◆ **Task to complete**
Every single entry should be printed exactly.

◆ **Input material**
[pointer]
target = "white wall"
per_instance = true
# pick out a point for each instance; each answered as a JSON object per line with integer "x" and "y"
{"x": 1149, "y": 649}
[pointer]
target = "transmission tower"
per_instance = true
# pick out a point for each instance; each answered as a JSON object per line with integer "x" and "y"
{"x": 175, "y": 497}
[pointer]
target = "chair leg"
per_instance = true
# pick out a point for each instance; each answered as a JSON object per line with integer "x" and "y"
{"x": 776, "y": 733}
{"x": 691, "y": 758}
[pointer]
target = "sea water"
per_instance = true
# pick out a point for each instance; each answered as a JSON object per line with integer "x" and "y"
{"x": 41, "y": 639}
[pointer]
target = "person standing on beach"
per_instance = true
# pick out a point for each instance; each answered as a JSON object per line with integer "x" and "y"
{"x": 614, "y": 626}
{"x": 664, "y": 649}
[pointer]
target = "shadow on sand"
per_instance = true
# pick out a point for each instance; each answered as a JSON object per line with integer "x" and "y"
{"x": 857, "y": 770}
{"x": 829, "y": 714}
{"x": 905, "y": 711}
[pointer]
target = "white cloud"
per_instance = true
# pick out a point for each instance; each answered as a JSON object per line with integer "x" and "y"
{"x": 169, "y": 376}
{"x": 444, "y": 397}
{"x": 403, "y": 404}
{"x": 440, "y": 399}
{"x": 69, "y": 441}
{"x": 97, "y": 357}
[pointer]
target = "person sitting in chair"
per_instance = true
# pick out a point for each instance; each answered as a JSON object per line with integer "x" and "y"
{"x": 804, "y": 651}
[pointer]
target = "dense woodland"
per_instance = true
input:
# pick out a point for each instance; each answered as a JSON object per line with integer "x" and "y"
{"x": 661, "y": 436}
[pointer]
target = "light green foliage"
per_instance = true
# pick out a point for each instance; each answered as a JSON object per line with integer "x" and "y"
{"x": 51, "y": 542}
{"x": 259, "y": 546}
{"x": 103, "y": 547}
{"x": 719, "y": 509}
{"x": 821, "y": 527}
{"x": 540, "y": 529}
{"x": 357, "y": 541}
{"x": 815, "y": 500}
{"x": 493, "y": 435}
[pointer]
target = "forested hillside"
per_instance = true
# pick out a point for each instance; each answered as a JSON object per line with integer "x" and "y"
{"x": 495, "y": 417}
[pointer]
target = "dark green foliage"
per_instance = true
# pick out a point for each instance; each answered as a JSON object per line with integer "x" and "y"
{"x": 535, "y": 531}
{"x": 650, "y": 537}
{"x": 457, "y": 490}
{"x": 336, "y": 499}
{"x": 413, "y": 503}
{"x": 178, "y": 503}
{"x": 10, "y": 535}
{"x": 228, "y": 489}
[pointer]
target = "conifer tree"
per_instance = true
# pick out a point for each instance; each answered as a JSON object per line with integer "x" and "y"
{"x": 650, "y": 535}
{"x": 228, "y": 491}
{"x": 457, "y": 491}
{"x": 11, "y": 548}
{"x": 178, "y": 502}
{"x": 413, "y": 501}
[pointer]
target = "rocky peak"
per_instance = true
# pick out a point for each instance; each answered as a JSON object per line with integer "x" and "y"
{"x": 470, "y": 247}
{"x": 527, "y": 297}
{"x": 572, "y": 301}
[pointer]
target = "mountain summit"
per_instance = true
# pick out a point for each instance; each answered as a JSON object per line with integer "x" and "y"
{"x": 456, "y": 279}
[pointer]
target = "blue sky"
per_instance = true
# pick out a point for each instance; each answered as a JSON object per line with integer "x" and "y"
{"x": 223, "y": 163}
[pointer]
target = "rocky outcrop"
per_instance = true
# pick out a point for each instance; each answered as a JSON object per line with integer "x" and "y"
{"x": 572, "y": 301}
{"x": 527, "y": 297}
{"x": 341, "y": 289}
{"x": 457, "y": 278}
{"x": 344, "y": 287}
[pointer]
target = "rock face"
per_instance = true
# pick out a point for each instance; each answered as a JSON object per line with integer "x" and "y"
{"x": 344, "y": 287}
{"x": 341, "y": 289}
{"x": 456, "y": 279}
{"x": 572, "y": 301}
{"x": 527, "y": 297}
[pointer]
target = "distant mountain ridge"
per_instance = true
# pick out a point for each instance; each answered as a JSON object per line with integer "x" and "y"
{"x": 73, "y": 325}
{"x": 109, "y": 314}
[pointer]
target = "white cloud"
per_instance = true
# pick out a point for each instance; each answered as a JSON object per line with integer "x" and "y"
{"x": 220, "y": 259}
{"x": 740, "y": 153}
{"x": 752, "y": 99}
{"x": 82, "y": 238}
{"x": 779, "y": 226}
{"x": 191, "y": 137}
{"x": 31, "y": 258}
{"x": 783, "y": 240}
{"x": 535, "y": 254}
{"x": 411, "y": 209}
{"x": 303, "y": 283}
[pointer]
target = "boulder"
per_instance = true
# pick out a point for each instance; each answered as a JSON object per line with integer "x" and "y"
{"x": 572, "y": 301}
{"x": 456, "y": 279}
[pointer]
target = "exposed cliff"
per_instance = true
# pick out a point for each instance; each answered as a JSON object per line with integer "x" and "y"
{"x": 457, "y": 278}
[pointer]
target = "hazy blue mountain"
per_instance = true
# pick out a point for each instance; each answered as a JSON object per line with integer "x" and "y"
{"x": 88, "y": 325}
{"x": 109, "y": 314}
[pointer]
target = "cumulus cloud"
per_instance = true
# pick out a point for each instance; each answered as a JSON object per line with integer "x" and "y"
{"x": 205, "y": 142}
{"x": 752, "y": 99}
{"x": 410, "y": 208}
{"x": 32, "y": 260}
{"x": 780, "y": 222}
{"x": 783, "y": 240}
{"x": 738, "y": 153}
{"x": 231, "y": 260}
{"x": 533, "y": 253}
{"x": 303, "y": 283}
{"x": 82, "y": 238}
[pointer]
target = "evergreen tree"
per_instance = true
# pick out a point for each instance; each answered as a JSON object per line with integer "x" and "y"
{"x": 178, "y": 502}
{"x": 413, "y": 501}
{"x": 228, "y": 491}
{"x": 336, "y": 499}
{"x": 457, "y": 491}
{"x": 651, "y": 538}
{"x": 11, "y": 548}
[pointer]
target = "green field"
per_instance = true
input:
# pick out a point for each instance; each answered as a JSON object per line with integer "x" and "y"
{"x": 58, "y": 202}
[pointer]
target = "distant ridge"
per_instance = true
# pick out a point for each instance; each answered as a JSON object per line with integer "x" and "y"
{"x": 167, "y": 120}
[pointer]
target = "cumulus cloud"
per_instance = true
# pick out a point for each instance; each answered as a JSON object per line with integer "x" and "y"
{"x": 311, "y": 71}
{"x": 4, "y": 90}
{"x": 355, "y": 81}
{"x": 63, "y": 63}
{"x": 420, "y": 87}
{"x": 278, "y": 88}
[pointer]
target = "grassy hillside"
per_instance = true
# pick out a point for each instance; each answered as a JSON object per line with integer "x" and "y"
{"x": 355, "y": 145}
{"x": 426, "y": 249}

◆ **Solution for this problem**
[pointer]
target = "white wall"
per_instance = true
# pick out a point for each instance; each answered as a JSON object per line with integer "x" and "y"
{"x": 1149, "y": 649}
[pointer]
target = "transmission tower"
per_instance = true
# pick out a point for each instance; each answered as a JSON object per line with integer "x" and "y"
{"x": 175, "y": 497}
[pointer]
target = "chair leg"
per_instance = true
# pick out a point for each instance; each answered as a JSON object per line with integer "x" and "y"
{"x": 776, "y": 733}
{"x": 691, "y": 758}
[pointer]
target = "sea water"
per_instance = true
# pick out a point for each instance; each answered as a JSON object per line with integer "x" and "y"
{"x": 41, "y": 639}
[pointer]
target = "person standing on beach"
per_instance = true
# pick out a point for each instance; each answered as a JSON object per line with integer "x" and "y"
{"x": 614, "y": 626}
{"x": 664, "y": 649}
[pointer]
target = "shadow on sand"
per_instance = true
# pick out a point for each instance; each answered as a JSON object per line with integer "x" and "y"
{"x": 857, "y": 770}
{"x": 829, "y": 714}
{"x": 905, "y": 711}
[pointer]
target = "white cloud"
per_instance = true
# pick out a point for each instance; each answered as a JSON object per line with integer "x" and "y"
{"x": 169, "y": 376}
{"x": 444, "y": 397}
{"x": 403, "y": 404}
{"x": 440, "y": 399}
{"x": 69, "y": 441}
{"x": 97, "y": 357}
[pointer]
target = "person sitting in chair"
per_instance = true
# pick out a point for each instance; each answered as a JSON object per line with integer "x" and "y"
{"x": 804, "y": 651}
[pointer]
target = "dense woodland"
per_instance = true
input:
# pick out a point for each instance; each answered as a JSON object per line with integer "x" and "y"
{"x": 661, "y": 436}
[pointer]
target = "light green foliage"
per_instance = true
# pick out a point for each instance; each answered as a JSON object per line with integer "x" and "y"
{"x": 51, "y": 542}
{"x": 259, "y": 546}
{"x": 103, "y": 547}
{"x": 719, "y": 509}
{"x": 821, "y": 527}
{"x": 540, "y": 529}
{"x": 357, "y": 541}
{"x": 815, "y": 500}
{"x": 493, "y": 435}
[pointer]
target = "forested hillside"
per_instance = true
# pick out a point for each instance; each answered as a JSON object per line with integer "x" and "y"
{"x": 495, "y": 417}
[pointer]
target = "dark green foliage"
per_instance = true
# pick out a point for each instance; each answered as a JSON object per line with integer "x" and "y"
{"x": 535, "y": 531}
{"x": 650, "y": 537}
{"x": 457, "y": 490}
{"x": 336, "y": 499}
{"x": 413, "y": 503}
{"x": 178, "y": 503}
{"x": 10, "y": 535}
{"x": 228, "y": 489}
[pointer]
target = "conifer tree"
per_instance = true
# pick out a point for each instance; each answered as a JSON object per line with integer "x" and "y"
{"x": 650, "y": 535}
{"x": 228, "y": 491}
{"x": 457, "y": 491}
{"x": 11, "y": 548}
{"x": 178, "y": 502}
{"x": 413, "y": 501}
[pointer]
target = "rocky peak"
per_instance = true
# pick out a point for each instance; each answered as a JSON object per line with integer "x" and "y"
{"x": 470, "y": 247}
{"x": 527, "y": 297}
{"x": 572, "y": 301}
[pointer]
target = "mountain summit"
per_instance = true
# pick out a point for each instance; each answered as a JSON object per line with integer "x" and "y"
{"x": 456, "y": 279}
[pointer]
target = "blue sky"
per_instance = true
# pick out a point for each instance; each answered as a JSON object per line with integer "x" and "y"
{"x": 223, "y": 163}
[pointer]
target = "rocky outcrop"
per_instance = true
# pick out a point for each instance; each answered as a JSON object per line with integer "x" and "y"
{"x": 572, "y": 301}
{"x": 527, "y": 297}
{"x": 341, "y": 289}
{"x": 457, "y": 278}
{"x": 344, "y": 287}
[pointer]
target = "rock face"
per_instance = true
# pick out a point for each instance; each answered as a JSON object per line with integer "x" and "y"
{"x": 344, "y": 287}
{"x": 341, "y": 289}
{"x": 456, "y": 279}
{"x": 572, "y": 301}
{"x": 527, "y": 297}
[pointer]
target = "distant mountain ridge"
per_instance = true
# pick out a point for each instance; each answered as a JSON object per line with integer "x" and "y"
{"x": 73, "y": 325}
{"x": 109, "y": 314}
[pointer]
target = "white cloud"
per_instance = true
# pick out a point for each instance; each answered as a JSON object per line with integer "x" and "y"
{"x": 220, "y": 259}
{"x": 740, "y": 153}
{"x": 752, "y": 99}
{"x": 82, "y": 238}
{"x": 779, "y": 226}
{"x": 191, "y": 137}
{"x": 31, "y": 258}
{"x": 783, "y": 240}
{"x": 535, "y": 254}
{"x": 411, "y": 209}
{"x": 303, "y": 283}
[pointer]
target = "boulder"
per_instance = true
# pick out a point for each instance; each answered as a JSON object per line with integer "x" and "y"
{"x": 572, "y": 301}
{"x": 456, "y": 279}
[pointer]
target = "exposed cliff"
per_instance = true
# pick out a point for each instance; each answered as a JSON object per line with integer "x" and "y"
{"x": 457, "y": 278}
[pointer]
target = "hazy blue mountain"
per_instance = true
# pick out a point for each instance; each answered as a JSON object per line with integer "x" and "y"
{"x": 88, "y": 325}
{"x": 109, "y": 314}
[pointer]
target = "cumulus cloud"
per_instance = true
# pick out a point for each instance; each answered as a JSON object per line with integer "x" and "y"
{"x": 205, "y": 142}
{"x": 752, "y": 99}
{"x": 410, "y": 208}
{"x": 32, "y": 260}
{"x": 780, "y": 222}
{"x": 783, "y": 240}
{"x": 738, "y": 153}
{"x": 231, "y": 260}
{"x": 533, "y": 253}
{"x": 303, "y": 283}
{"x": 82, "y": 238}
[pointer]
target = "evergreen tree"
per_instance = true
# pick out a point for each instance; each answered as a JSON object per line with integer "x" and "y"
{"x": 178, "y": 502}
{"x": 413, "y": 501}
{"x": 228, "y": 491}
{"x": 336, "y": 499}
{"x": 457, "y": 491}
{"x": 651, "y": 538}
{"x": 11, "y": 548}
[pointer]
target = "green field"
per_instance = true
input:
# pick out a point for each instance; each answered as a JSON object per line with integer "x" and "y"
{"x": 58, "y": 202}
[pointer]
target = "distant ridge"
per_instance = true
# pick out a point for each instance; each answered as a JSON object per line with integer "x" and "y"
{"x": 167, "y": 120}
[pointer]
target = "cumulus cloud"
per_instance = true
# pick out a point for each instance; each answered as a JSON object per line with integer "x" and "y"
{"x": 311, "y": 71}
{"x": 4, "y": 90}
{"x": 355, "y": 81}
{"x": 63, "y": 63}
{"x": 420, "y": 87}
{"x": 278, "y": 88}
[pointer]
target = "grassy hillside"
per_instance = true
# pick out a point for each instance; each answered as a JSON object per line with integer "x" and "y"
{"x": 355, "y": 145}
{"x": 426, "y": 249}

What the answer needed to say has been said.